==== SUPPLIED MATERIAL ====
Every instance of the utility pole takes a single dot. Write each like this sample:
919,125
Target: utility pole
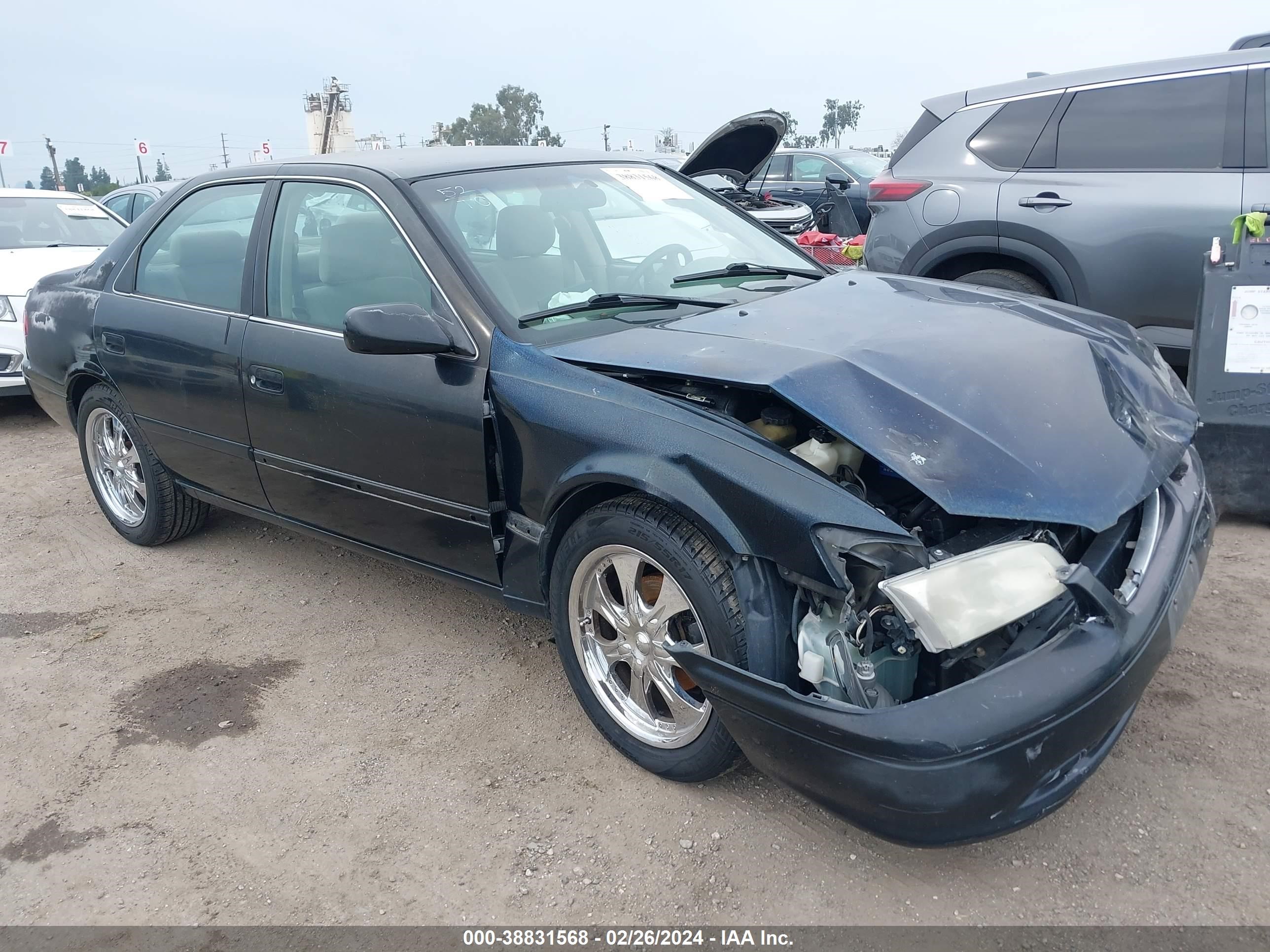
52,158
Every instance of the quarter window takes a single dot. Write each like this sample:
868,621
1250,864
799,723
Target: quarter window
1006,140
199,252
333,249
120,206
812,168
1178,124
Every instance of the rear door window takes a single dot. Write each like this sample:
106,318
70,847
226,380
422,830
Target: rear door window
1176,124
332,249
1008,139
777,169
812,168
199,252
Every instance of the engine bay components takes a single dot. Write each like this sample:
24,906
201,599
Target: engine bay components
776,423
827,452
856,660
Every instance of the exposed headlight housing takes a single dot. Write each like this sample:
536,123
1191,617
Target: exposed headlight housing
967,597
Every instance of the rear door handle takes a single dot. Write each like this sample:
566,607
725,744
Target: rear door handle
1044,201
266,378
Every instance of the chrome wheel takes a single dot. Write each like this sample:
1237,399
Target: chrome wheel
116,468
625,611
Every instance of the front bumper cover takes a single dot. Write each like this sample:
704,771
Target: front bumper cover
995,753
====
» SET PROBLEM
Reproduce all of the data above word for word, leaving out the pictures.

» OUTPUT
Every instance of the utility pole takes a single dot. Write each like this sample:
919,125
Target: utility pole
52,158
Every instance of the quarter window takes a single dot. Write each like this sample:
868,621
1250,864
799,723
Target: quarter window
1006,140
199,252
333,249
120,206
812,168
1178,124
Every instance of the rear door window takes a single dot. Write each like this sample:
106,318
70,847
226,380
422,830
Target: rear door window
1176,124
332,249
1008,139
777,169
812,168
199,252
Every instance of the engine bay components takes a single dot. Write each like this sample:
24,906
201,599
Target: engine bay components
776,423
827,452
856,660
Every instance of the exposed headlight housing takes a single dot. Write each like this sample:
536,123
1191,617
Target: exposed headlight housing
967,597
Every instance of the rear door handle takes a single dot. Write each like this sample:
566,607
725,744
Target: rear door handle
1044,201
266,378
Every instance of the chrome wheel takes a single dot. Write each like this sample:
1237,399
Target: chrome wheel
116,468
625,611
Every instance of the front bumper cover takes a single dot. Write each like this sample:
704,771
Target: front bumper cover
995,753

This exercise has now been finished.